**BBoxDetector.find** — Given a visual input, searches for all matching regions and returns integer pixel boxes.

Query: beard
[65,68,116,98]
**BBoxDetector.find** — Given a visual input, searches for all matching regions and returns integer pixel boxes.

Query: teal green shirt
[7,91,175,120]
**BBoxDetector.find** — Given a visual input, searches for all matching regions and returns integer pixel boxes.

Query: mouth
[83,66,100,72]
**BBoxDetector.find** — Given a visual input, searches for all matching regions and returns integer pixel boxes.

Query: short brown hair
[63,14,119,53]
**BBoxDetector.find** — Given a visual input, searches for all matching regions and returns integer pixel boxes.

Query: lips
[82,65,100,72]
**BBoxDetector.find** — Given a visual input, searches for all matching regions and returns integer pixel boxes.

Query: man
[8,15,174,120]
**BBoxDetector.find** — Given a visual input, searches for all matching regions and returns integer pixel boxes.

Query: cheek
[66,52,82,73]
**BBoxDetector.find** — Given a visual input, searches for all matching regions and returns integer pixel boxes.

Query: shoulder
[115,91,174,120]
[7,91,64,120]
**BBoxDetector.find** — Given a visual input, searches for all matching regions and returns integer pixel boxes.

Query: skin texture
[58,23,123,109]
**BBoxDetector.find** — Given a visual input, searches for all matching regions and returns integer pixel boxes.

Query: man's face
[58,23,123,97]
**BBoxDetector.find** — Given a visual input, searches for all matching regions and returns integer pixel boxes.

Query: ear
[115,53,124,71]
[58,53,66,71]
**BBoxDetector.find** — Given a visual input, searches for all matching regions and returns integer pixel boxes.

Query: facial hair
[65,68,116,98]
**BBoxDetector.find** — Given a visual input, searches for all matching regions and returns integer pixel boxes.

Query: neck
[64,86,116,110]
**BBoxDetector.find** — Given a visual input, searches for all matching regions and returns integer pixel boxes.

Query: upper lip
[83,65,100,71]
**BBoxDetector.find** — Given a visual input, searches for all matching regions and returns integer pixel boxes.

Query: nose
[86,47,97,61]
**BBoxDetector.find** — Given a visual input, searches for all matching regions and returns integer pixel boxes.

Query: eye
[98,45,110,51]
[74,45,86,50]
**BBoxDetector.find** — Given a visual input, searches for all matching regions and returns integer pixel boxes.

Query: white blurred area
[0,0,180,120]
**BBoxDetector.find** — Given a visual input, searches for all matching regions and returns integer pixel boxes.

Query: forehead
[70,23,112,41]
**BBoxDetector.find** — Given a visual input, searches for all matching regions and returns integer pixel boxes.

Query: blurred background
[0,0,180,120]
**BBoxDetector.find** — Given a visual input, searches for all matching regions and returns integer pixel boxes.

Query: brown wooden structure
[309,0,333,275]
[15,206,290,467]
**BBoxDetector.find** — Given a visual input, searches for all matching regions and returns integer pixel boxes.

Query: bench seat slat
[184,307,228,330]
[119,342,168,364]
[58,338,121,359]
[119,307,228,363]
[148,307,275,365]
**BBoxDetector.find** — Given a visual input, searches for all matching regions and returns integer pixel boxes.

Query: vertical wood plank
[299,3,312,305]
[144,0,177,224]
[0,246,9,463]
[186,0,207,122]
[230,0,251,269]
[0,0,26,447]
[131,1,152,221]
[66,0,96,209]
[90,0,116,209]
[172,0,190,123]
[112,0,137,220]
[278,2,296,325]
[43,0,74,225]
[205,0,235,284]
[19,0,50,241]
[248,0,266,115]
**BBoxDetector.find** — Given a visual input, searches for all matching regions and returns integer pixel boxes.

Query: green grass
---+---
__OBJECTIVE__: Could you copy all of the material above word for word, keeping every line in its original order?

__ANSWER TO THIS EXERCISE__:
**BBoxDetector.find** — Given a visual input, searches for all matching regions and returns integer pixel boxes.

Query: beard
[65,68,116,98]
**BBoxDetector.find** — Given a visual input, searches for all matching regions and returns integer pixel boxes.

Query: teal green shirt
[7,91,175,120]
**BBoxDetector.find** — Given a visual input, searches for all matching regions and returns integer pixel boxes.

Query: mouth
[83,66,100,72]
**BBoxDetector.find** — Given a visual input, searches for all matching regions and returns integer pixel boxes.

Query: short brown hair
[63,14,119,53]
**BBoxDetector.find** — Given a visual input, searches for all matching regions and returns integer pixel boxes.

Query: lips
[82,65,100,72]
**BBoxDetector.find** — Given a visual input, searches for all matching regions and returns integer pixel boxes.

Query: man
[8,15,174,120]
**BBoxDetector.find** — Given a visual input, searches for all matching regions and returns integer pixel boxes.

Query: cheek
[66,52,82,73]
**BBoxDetector.find** — Given a visual input, searches for all matching regions and returns integer pixel boxes.

Query: shoulder
[115,91,174,120]
[7,91,64,120]
**BBoxDetector.find** — Given a visual input, searches for all matching regions and returns integer pixel boxes.

Query: skin texture
[58,23,123,109]
**BBoxDetector.find** — Given a visual input, searches for all matching regions and returns integer pixel boxes.

Query: man's face
[58,23,123,97]
**BBoxDetector.find** — Given a visual input, searches for all matching regions and returns integer pixel boxes.

Query: ear
[115,53,124,71]
[58,53,66,71]
**BBoxDetector.find** — Given a visual input, searches for all matching regions and returns integer pixel boxes.

Query: facial hair
[65,68,116,98]
**BBoxDetector.find** — Given a visual input, searches for all matching regions and returns integer pixel boxes.

Query: neck
[64,86,116,110]
**BBoxDetector.find** — Given a visual input, searches for all matching regions and returns integer pixel boxes.

Query: upper lip
[83,65,100,71]
**BBoxDetector.find** — Given a visual input, searches for all matching regions and returns integer pixel boxes.

Query: nose
[86,47,97,61]
**BBoxDetector.find** — Given a visual input, searches for all matching regions and returns integer pixel boxes.

Query: eye
[98,45,110,51]
[74,45,86,50]
**BBoxDetector.find** — Given a visual input, searches for all matching regions and returns integer pixel boxes.

Query: white blurred area
[0,0,180,120]
**BBoxDetector.find** — Given a visual input, searches for all matching regions and returns integer pixel boxes.

Query: forehead
[70,23,112,41]
**BBoxDetector.find** — Given a visual input, searches for all matching regions and returns integer pixel boxes.

Query: blurred background
[0,0,180,120]
**BBoxDetector.find** — Given a visual input, searches for all matching regions and returns integer pixel boxes.

Query: brown wooden structure
[309,0,333,275]
[15,206,290,467]
**BBoxDetector.find** — Given a visual input, searches for all matching regions and returns integer pixel boxes.

Query: bench seat slat
[184,307,228,330]
[119,342,168,364]
[58,338,121,359]
[119,307,228,363]
[148,307,275,365]
**BBoxDetector.find** — Given a visual input, searches for all matching regions and returns integer pixel boxes.

Query: vertical wood plank
[299,3,312,305]
[144,0,177,224]
[0,246,9,463]
[186,0,207,122]
[230,0,251,269]
[0,0,26,447]
[131,1,152,221]
[66,0,96,209]
[90,0,116,209]
[172,0,190,123]
[112,0,137,220]
[278,2,296,325]
[43,0,74,225]
[205,0,235,284]
[19,0,50,241]
[248,0,266,115]
**BBoxDetector.find** — Given a visual input, searches for all matching regions and returns integer pixel boxes.

Query: green grass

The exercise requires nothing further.